Problem description:
Each record that follows is to be output in full, precisely as written.

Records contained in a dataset
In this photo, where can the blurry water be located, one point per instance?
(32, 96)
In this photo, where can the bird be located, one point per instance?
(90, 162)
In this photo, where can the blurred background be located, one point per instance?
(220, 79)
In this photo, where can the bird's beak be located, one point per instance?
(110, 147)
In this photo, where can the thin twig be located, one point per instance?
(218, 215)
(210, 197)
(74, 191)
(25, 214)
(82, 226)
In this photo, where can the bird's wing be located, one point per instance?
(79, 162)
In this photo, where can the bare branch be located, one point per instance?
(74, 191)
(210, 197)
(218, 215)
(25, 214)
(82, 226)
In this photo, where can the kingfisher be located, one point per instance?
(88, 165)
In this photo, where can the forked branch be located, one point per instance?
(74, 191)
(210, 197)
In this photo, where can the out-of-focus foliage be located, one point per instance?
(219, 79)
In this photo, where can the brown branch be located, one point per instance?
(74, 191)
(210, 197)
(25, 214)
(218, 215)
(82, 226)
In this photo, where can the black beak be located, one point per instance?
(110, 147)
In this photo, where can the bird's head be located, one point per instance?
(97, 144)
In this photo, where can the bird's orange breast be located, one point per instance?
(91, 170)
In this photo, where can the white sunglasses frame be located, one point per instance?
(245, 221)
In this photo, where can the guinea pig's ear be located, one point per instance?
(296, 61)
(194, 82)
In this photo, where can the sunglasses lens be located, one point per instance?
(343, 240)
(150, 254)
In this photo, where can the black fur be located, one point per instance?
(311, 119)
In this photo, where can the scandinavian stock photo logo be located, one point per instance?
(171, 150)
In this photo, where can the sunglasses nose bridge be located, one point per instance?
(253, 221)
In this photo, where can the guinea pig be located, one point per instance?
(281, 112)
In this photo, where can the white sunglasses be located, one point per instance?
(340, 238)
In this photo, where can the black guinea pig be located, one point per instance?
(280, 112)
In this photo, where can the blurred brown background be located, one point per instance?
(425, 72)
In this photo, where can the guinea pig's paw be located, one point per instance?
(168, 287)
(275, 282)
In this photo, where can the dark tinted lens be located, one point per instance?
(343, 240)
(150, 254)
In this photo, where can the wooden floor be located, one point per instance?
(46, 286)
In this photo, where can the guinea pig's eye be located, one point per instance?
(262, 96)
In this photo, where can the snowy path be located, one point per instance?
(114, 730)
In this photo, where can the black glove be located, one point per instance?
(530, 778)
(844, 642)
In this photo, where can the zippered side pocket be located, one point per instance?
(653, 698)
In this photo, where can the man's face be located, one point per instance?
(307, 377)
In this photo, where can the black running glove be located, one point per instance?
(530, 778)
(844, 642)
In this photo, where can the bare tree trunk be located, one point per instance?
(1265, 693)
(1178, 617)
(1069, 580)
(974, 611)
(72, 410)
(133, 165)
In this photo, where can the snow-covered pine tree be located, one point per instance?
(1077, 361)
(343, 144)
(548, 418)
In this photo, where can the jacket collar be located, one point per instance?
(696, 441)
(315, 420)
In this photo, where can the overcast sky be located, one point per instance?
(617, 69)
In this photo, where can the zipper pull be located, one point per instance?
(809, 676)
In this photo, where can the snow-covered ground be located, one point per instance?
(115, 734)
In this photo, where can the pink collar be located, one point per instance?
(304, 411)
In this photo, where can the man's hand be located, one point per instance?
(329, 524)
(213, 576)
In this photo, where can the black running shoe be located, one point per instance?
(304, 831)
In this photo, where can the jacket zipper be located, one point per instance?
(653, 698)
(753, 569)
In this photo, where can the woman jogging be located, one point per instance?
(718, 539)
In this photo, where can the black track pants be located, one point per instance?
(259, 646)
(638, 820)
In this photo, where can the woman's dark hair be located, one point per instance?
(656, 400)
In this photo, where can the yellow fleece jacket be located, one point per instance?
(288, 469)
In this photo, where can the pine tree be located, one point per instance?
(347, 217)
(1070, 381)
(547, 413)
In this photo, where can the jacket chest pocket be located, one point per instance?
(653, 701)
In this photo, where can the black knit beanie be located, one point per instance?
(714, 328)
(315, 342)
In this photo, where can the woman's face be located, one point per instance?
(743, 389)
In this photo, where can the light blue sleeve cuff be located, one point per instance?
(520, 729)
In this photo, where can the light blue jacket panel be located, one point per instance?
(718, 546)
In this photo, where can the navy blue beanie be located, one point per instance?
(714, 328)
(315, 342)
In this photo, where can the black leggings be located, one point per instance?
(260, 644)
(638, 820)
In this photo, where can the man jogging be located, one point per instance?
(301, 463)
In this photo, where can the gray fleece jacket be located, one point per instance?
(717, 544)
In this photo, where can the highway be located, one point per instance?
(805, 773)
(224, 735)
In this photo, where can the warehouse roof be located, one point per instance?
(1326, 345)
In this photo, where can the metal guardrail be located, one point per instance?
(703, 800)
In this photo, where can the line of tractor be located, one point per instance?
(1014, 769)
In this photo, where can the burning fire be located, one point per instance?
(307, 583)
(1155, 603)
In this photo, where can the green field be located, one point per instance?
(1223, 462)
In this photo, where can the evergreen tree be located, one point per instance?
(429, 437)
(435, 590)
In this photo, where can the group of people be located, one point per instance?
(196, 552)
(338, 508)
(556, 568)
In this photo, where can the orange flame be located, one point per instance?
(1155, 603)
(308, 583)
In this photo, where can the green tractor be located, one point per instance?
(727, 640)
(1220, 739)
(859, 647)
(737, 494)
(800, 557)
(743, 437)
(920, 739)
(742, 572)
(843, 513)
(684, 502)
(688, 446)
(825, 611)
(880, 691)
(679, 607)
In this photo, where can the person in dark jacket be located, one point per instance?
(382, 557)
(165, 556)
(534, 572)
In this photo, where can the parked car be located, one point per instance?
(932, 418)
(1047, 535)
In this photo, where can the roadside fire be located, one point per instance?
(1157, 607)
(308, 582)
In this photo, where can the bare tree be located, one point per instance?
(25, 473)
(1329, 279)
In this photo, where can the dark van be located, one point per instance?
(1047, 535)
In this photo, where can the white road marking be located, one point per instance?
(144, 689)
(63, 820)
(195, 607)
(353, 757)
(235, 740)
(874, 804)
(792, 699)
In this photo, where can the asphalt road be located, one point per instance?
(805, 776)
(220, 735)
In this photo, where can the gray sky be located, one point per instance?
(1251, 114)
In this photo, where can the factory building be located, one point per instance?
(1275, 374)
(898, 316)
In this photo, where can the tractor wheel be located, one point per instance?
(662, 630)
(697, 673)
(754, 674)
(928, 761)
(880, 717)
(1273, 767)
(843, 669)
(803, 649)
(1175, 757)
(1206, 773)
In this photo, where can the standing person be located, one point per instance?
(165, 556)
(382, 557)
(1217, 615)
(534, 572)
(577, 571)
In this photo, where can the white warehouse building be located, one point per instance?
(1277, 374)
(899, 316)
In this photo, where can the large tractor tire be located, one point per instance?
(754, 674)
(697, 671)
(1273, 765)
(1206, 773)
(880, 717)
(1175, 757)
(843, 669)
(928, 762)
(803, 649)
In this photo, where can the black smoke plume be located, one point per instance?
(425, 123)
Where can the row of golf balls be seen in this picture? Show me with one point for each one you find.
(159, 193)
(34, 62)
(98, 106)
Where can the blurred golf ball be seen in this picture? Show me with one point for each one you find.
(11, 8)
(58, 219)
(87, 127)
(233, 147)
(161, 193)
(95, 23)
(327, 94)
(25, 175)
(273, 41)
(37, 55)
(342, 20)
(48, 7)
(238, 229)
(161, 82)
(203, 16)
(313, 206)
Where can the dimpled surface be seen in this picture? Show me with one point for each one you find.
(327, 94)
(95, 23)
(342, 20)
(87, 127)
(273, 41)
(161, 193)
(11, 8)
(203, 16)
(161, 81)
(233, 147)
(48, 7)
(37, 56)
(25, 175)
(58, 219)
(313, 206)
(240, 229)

Answer section:
In this photo, where can the blurry water be located, one point per instance?
(32, 96)
In this photo, where can the bird be located, one point per instance?
(90, 162)
In this photo, where can the blurred background be located, one point per instance?
(220, 79)
In this photo, where can the bird's beak be located, one point per instance?
(110, 147)
In this photo, where can the thin twig be located, one point per instance?
(218, 215)
(210, 197)
(74, 191)
(25, 214)
(82, 226)
In this photo, where can the bird's wing be located, one point per instance?
(79, 162)
In this photo, where can the bare branch be located, one point per instance?
(74, 191)
(210, 197)
(218, 215)
(25, 214)
(82, 226)
In this photo, where can the kingfisher be located, one point per instance?
(88, 165)
In this photo, where can the forked branch be located, one point per instance?
(74, 191)
(210, 197)
In this photo, where can the out-of-focus foliage be located, one point per instance?
(219, 79)
In this photo, where can the brown branch be located, one point per instance?
(74, 191)
(210, 197)
(25, 214)
(218, 215)
(82, 226)
In this photo, where can the black beak be located, one point per instance?
(110, 147)
In this photo, where can the bird's head be located, one point per instance?
(97, 144)
In this photo, where can the bird's orange breast be located, one point per instance?
(91, 170)
In this photo, where can the white sunglasses frame be located, one point per instance?
(245, 221)
In this photo, where can the guinea pig's ear be located, one point per instance?
(296, 61)
(194, 82)
In this photo, where can the sunglasses lens be located, one point per instance?
(343, 240)
(150, 254)
In this photo, where can the black fur be located, one point per instance?
(311, 119)
In this photo, where can the scandinavian stock photo logo be located, one point per instance?
(171, 150)
In this photo, where can the sunglasses nose bridge be located, one point per instance?
(253, 221)
In this photo, where can the guinea pig be located, one point per instance?
(281, 112)
In this photo, where can the white sunglasses be located, one point per instance?
(340, 238)
In this photo, where can the black guinea pig be located, one point per instance?
(280, 112)
In this photo, where can the blurred brown background be located, one point per instance?
(425, 72)
In this photo, where can the guinea pig's paw be located, one point per instance?
(168, 287)
(275, 282)
In this photo, where can the dark tinted lens be located, one point per instance?
(343, 240)
(150, 254)
In this photo, where can the wooden floor be located, one point per instance?
(46, 286)
In this photo, where can the guinea pig's eye be located, one point per instance?
(262, 96)
In this photo, where can the snowy path be located, one point per instance?
(114, 730)
In this photo, where can the black glove be located, one point per instance?
(530, 778)
(844, 642)
In this photo, where can the zippered side pocket be located, one point per instance?
(653, 698)
In this photo, where can the man's face be located, one point per instance?
(307, 377)
In this photo, where can the black running glove be located, one point per instance?
(530, 778)
(844, 642)
In this photo, where can the bare tree trunk be located, one point per instance?
(1265, 693)
(1178, 617)
(1069, 580)
(974, 611)
(72, 410)
(133, 165)
In this photo, where can the snow-covered pine tree be located, one point per instance?
(1077, 361)
(343, 144)
(548, 418)
In this photo, where can the jacket collar be located, one point per instance?
(696, 441)
(315, 420)
In this photo, where can the overcast sky be located, one point per instance?
(617, 69)
In this photo, where can the zipper pull be located, one point per instance?
(809, 676)
In this photo, where can the snow-covered ground be located, one point per instance?
(115, 734)
In this photo, where can the pink collar be located, one point per instance?
(304, 411)
In this photo, where can the man's hand be located, one point per instance?
(329, 524)
(213, 576)
In this photo, where can the black running shoe be located, one point per instance?
(304, 831)
In this photo, where can the jacket zipper be located, one point per instance?
(653, 698)
(753, 569)
In this photo, where can the woman jogging be located, one point per instance?
(718, 539)
In this photo, where can the black track pants be located, one point per instance?
(259, 646)
(638, 820)
In this photo, where can the woman's dark hair be located, one point per instance?
(656, 400)
In this photo, where can the yellow fleece jacket be located, one point per instance?
(288, 469)
In this photo, where can the pine tree be located, one point per instance?
(347, 217)
(1070, 381)
(547, 413)
In this photo, where can the jacket chest pocket be located, one point per instance?
(653, 701)
In this photo, where can the black knit beanie be located, one point per instance?
(714, 328)
(315, 342)
In this photo, where can the woman's face be located, one point per instance?
(743, 389)
In this photo, where can the light blue sleeve cuff be located, one point per instance?
(520, 729)
In this photo, where can the light blue jacket panel be located, one point per instance?
(718, 546)
In this photo, where can the navy blue beanie be located, one point per instance?
(714, 328)
(315, 342)
In this photo, where can the black leggings be located, one point per instance?
(260, 644)
(638, 820)
In this photo, where can the man jogging be located, one point per instance?
(301, 463)
In this photo, where can the gray fleece jacket be located, one point per instance?
(717, 544)
In this photo, where can the highway be located, one point per instance?
(805, 773)
(224, 735)
In this photo, where can the warehouse roof be located, one point per instance?
(1326, 345)
In this photo, where can the metal guardrail be located, one point per instance?
(703, 800)
In this photo, where can the line of tractor be located, one point per instance?
(1014, 769)
In this photo, where can the burning fire be located, one point per instance?
(307, 583)
(1155, 603)
In this photo, where can the green field be located, one point per instance?
(1223, 462)
In this photo, where can the evergreen tree be located, one point per instance?
(429, 437)
(435, 590)
In this photo, where can the group of people be located, one point per instance?
(196, 552)
(338, 508)
(556, 568)
In this photo, where can the orange flame be located, one point per instance?
(1155, 603)
(308, 583)
In this photo, where can the green tractor be located, one point per instance?
(727, 640)
(1220, 739)
(859, 647)
(737, 494)
(800, 557)
(743, 437)
(920, 739)
(742, 572)
(843, 513)
(684, 502)
(688, 446)
(825, 611)
(880, 691)
(679, 607)
In this photo, where can the person in dark jacket be located, one point per instance?
(382, 557)
(165, 556)
(534, 572)
In this photo, where can the parked car be located, one point per instance?
(932, 418)
(1047, 535)
In this photo, where can the roadside fire be located, one point per instance?
(1157, 607)
(308, 582)
In this photo, where can the bare tree be located, one point per instance?
(25, 473)
(1329, 279)
In this photo, where can the dark van be located, one point per instance?
(1047, 535)
In this photo, where can the white road marking be located, one point per instance?
(144, 689)
(63, 820)
(195, 607)
(353, 757)
(235, 740)
(874, 804)
(792, 699)
In this photo, where can the asphalt road be located, one point per instance?
(805, 776)
(220, 735)
In this photo, where can the gray sky be located, one point per instance?
(1251, 114)
In this photo, where can the factory building be located, one point per instance?
(1275, 374)
(898, 316)
In this photo, where can the tractor wheel be located, one point per instance?
(662, 630)
(697, 673)
(754, 674)
(928, 761)
(880, 717)
(1273, 767)
(843, 669)
(803, 649)
(1175, 757)
(1206, 773)
In this photo, where can the standing person be located, one point per instance?
(165, 556)
(382, 557)
(1217, 615)
(534, 572)
(577, 571)
In this photo, where can the white warehouse building be located, one point per instance?
(1277, 374)
(899, 316)
In this photo, where can the large tractor tire be located, one point per instance?
(754, 674)
(697, 671)
(1273, 765)
(1206, 773)
(880, 717)
(1175, 757)
(843, 669)
(928, 762)
(803, 649)
In this photo, where can the black smoke plume be located, one point per instance?
(425, 123)
Where can the row of golf balls be seen in this picture? Show me with one point for each one you find.
(159, 193)
(34, 62)
(98, 106)
Where can the blurred golf ball be seen in this picture? Show me with one point for each one you find.
(11, 8)
(58, 219)
(87, 127)
(233, 147)
(161, 193)
(95, 23)
(327, 94)
(25, 175)
(273, 41)
(37, 55)
(342, 20)
(48, 7)
(238, 229)
(161, 82)
(203, 16)
(313, 206)
Where can the dimpled surface be seen in this picture? Show me with one point for each one you find.
(327, 94)
(95, 23)
(342, 20)
(87, 127)
(273, 41)
(161, 193)
(11, 8)
(203, 16)
(161, 81)
(233, 147)
(48, 7)
(37, 56)
(25, 175)
(58, 219)
(313, 206)
(240, 229)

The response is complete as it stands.